Tarefas »
[1] Indique se cada afirmação abaixo está de acordo com o excerto, respondendo sim ou não e citando as palavras exatas do excerto que o decidem. (a) A newsletter FT Brussels Briefing chega todas as manhãs ao endereço eletrónico de quem escreve. (b) Em Portugal discute-se muito o conhecimento tácito que surge nos corredores e reuniões. (c) O que se anuncia a leste é favorável à periferia atlântica.
[2] Segundo o excerto, que publicação, além da newsletter do Financial Times, ajuda a minimizar a distância em relação aos corredores de Bruxelas?
[3] Transcreva do excerto o trecho que vai de "(A Europa parece" até "que nos integramos)", inclusive.

Excerto da fonte »
- - -

(A Europa parece andar
distraída em relação ao que se passa a leste, mas conviria estar atento pois o que se
anuncia não é nada favorável à periferia atlântica em que nos integramos)
O Financial Times deposita simpaticamente todas
as manhãs no meu endereço eletrónico de assinante da edição digital do jornal uma
pequena e preciosa newsletter chamada
de FT Brussels Briefing. Ela é
preciosa sobretudo para alguém afastado do conhecimento tácito dos corredores
de Bruxelas que, com a ajuda desta pequena nota diária e o acompanhamento que o
próprio Economist faz das questões
europeias, consegue minimizar tal distância. Sempre achei que em Portugal se vive
um conhecimento demasiado documental do que vai emergindo na Comissão Europeia
e nas restantes instâncias comunitárias, algo que poderia designar de com.conhecimento,
mobilizando para aqui a caterva de documentos cuja identificação acaba com a
expressão (com). Discute-se pouco o conhecimento tácito que vai emergindo pelos
corredores e reuniões. Temos estado focados nos Fundos Estruturais e no dinheirinho
que daí se movimenta e interessam-nos pouco as questões que verdadeiramente
deveriam interessar-nos. Não sei se nos canais diplomáticos se passa algo de
diferente, mas pelo que se vai ouvindo receio que a onda não seja substancialmente
distinta.

- - -

Listagem »
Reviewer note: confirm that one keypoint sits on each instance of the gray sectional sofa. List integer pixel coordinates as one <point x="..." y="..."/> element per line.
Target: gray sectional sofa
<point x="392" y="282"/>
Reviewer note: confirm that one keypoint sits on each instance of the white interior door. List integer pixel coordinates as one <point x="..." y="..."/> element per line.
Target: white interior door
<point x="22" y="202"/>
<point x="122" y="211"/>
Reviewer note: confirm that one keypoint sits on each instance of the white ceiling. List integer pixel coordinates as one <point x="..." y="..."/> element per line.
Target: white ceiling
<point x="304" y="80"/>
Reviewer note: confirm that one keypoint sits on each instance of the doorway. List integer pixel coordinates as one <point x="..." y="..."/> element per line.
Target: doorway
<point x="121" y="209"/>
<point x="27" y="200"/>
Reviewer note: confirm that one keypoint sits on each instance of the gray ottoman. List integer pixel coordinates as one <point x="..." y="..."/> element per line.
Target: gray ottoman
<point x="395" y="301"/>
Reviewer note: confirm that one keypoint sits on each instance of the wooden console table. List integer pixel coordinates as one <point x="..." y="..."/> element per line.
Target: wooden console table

- - -

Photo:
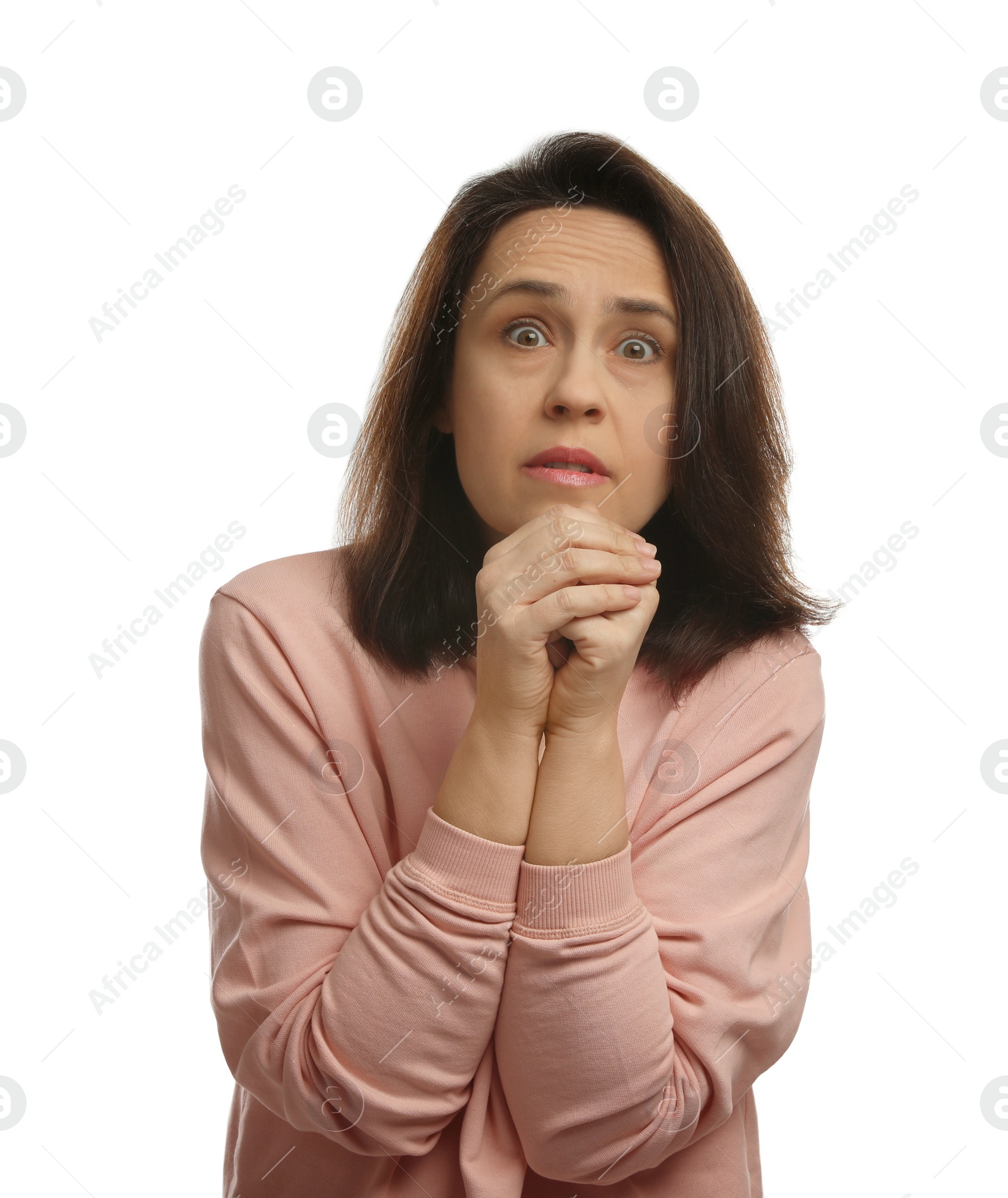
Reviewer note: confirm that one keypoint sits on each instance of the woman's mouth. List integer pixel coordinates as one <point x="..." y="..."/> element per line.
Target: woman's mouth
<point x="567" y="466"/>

- - -

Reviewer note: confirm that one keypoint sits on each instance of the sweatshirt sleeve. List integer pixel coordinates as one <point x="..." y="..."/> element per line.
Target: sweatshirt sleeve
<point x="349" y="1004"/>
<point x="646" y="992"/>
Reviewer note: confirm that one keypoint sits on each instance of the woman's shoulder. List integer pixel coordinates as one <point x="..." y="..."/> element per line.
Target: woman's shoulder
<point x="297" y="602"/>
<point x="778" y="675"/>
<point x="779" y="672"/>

- - -

Soluções das tarefas »
[1]
(a) Sim: "O Financial Times deposita simpaticamente todas as manhãs no meu endereço eletrónico de assinante da edição digital do jornal uma pequena e preciosa newsletter chamada de FT Brussels Briefing."
(b) Não: "Discute-se pouco o conhecimento tácito que vai emergindo pelos corredores e reuniões."
(c) Não: "o que se anuncia não é nada favorável à periferia atlântica em que nos integramos"

[2] O Economist, pelo acompanhamento que faz das questões europeias.

[3]
(A Europa parece andar
distraída em relação ao que se passa a leste, mas conviria estar atento pois o que se
anuncia não é nada favorável à periferia atlântica em que nos integramos)